• WHAT THE TASK REQUIRES
Copy the entries below, replacing every "segmentation" with "outline" and changing nothing else.

• DATA SECTION
## Begin

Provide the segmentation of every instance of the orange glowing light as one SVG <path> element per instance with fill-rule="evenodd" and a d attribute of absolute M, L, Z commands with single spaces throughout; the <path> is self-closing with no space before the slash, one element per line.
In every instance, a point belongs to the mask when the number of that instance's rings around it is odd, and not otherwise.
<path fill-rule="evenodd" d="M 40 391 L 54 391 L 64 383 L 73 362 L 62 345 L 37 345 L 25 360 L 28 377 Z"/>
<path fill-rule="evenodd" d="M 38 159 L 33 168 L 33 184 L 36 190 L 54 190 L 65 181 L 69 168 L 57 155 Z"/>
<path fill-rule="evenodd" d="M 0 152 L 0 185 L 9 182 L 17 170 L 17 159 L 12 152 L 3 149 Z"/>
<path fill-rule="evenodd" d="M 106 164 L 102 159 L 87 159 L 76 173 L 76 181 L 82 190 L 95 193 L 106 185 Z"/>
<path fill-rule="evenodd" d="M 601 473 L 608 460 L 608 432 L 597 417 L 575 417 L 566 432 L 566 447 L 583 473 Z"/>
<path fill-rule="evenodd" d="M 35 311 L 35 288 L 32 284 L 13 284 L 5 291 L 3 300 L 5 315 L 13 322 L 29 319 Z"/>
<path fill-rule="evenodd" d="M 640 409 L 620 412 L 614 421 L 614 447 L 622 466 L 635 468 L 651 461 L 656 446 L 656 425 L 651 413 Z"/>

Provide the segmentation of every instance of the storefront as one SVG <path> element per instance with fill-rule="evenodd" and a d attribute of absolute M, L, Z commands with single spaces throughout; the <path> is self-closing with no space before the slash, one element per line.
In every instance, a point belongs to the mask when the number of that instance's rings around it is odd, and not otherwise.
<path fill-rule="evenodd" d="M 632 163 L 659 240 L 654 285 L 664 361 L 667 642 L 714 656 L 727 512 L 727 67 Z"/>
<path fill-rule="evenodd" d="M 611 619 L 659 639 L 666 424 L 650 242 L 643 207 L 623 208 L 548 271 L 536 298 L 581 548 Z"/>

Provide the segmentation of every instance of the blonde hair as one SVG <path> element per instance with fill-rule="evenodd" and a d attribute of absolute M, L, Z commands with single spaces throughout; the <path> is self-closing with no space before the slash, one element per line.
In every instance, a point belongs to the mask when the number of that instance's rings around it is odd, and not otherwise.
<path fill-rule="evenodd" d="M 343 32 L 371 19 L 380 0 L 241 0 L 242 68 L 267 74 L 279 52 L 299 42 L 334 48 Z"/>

## End

• SOLVED PROBLEM
Provide the outline of every instance of the orange glowing light as one SVG <path> element per instance with fill-rule="evenodd" and a d attribute of absolute M, L, Z commands with single spaces throughout; the <path> is self-closing with no space before the slash, one element per line.
In every instance, a point belongs to the mask when the number of that instance's rings around it is odd, and not otherwise.
<path fill-rule="evenodd" d="M 40 391 L 54 391 L 64 383 L 73 362 L 62 345 L 37 345 L 25 360 L 28 377 Z"/>
<path fill-rule="evenodd" d="M 38 159 L 33 168 L 33 184 L 36 190 L 54 190 L 65 181 L 69 168 L 57 155 Z"/>
<path fill-rule="evenodd" d="M 0 152 L 0 185 L 9 182 L 17 170 L 17 159 L 12 152 L 3 149 Z"/>
<path fill-rule="evenodd" d="M 106 164 L 102 159 L 87 159 L 76 173 L 76 181 L 82 190 L 95 193 L 106 185 Z"/>
<path fill-rule="evenodd" d="M 601 473 L 608 460 L 608 432 L 597 417 L 575 417 L 566 432 L 566 447 L 583 473 Z"/>
<path fill-rule="evenodd" d="M 35 311 L 35 288 L 32 284 L 13 284 L 5 291 L 3 300 L 5 315 L 13 322 L 29 319 Z"/>
<path fill-rule="evenodd" d="M 640 409 L 620 412 L 614 421 L 614 447 L 622 466 L 635 468 L 651 461 L 656 446 L 656 425 L 651 413 Z"/>

Provide the outline of every instance of the storefront as one SVG <path> element per instance with fill-rule="evenodd" and a d attribute of absolute M, L, Z commands with single spaces throughout; the <path> is self-closing with no space before the slash, one element per line.
In every instance, a point belongs to the mask when the number of that instance's rings around it is odd, and not otherwise.
<path fill-rule="evenodd" d="M 632 163 L 659 240 L 654 285 L 664 361 L 667 642 L 714 656 L 727 512 L 727 67 Z"/>
<path fill-rule="evenodd" d="M 611 619 L 659 639 L 666 424 L 650 242 L 643 207 L 623 208 L 548 271 L 536 298 L 581 548 Z"/>

Provide the outline of every instance of the blonde hair as one SVG <path> element per instance with fill-rule="evenodd" and a d attribute of absolute M, L, Z commands with single spaces throughout; the <path> is self-closing with no space before the slash, one element per line.
In every instance, a point belongs to the mask when the number of that instance's rings around it is odd, and not otherwise.
<path fill-rule="evenodd" d="M 343 32 L 371 19 L 380 0 L 241 0 L 242 68 L 267 74 L 279 52 L 299 42 L 334 48 Z"/>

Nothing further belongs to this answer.